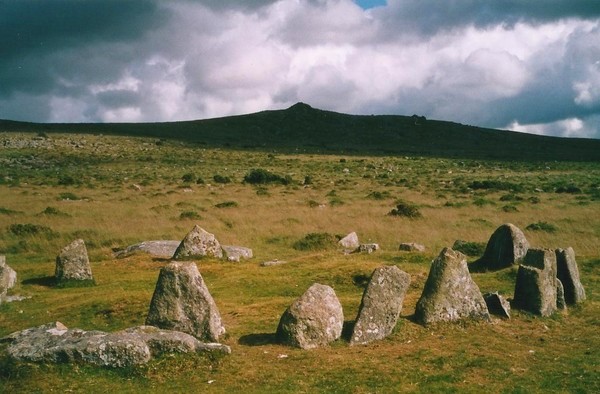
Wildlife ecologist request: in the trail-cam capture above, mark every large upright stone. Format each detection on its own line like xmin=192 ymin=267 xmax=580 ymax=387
xmin=146 ymin=262 xmax=225 ymax=342
xmin=350 ymin=266 xmax=411 ymax=345
xmin=276 ymin=283 xmax=343 ymax=349
xmin=338 ymin=232 xmax=360 ymax=250
xmin=415 ymin=248 xmax=490 ymax=325
xmin=0 ymin=256 xmax=17 ymax=304
xmin=172 ymin=225 xmax=223 ymax=260
xmin=55 ymin=239 xmax=93 ymax=282
xmin=513 ymin=248 xmax=558 ymax=316
xmin=476 ymin=223 xmax=529 ymax=270
xmin=555 ymin=247 xmax=586 ymax=304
____________
§ Problem to solve: Since pictures are not part of the copy, set down only the remaining data exactly.

§ Expected output:
Wildlife ecologist request: in the trail-cam capture above, mark every large upright stone. Format each detection on its own line like xmin=192 ymin=267 xmax=580 ymax=387
xmin=146 ymin=262 xmax=225 ymax=342
xmin=350 ymin=266 xmax=411 ymax=345
xmin=276 ymin=283 xmax=343 ymax=349
xmin=338 ymin=232 xmax=360 ymax=250
xmin=415 ymin=248 xmax=490 ymax=325
xmin=0 ymin=256 xmax=17 ymax=304
xmin=172 ymin=225 xmax=223 ymax=260
xmin=55 ymin=239 xmax=93 ymax=282
xmin=513 ymin=248 xmax=558 ymax=316
xmin=476 ymin=223 xmax=529 ymax=270
xmin=555 ymin=247 xmax=586 ymax=304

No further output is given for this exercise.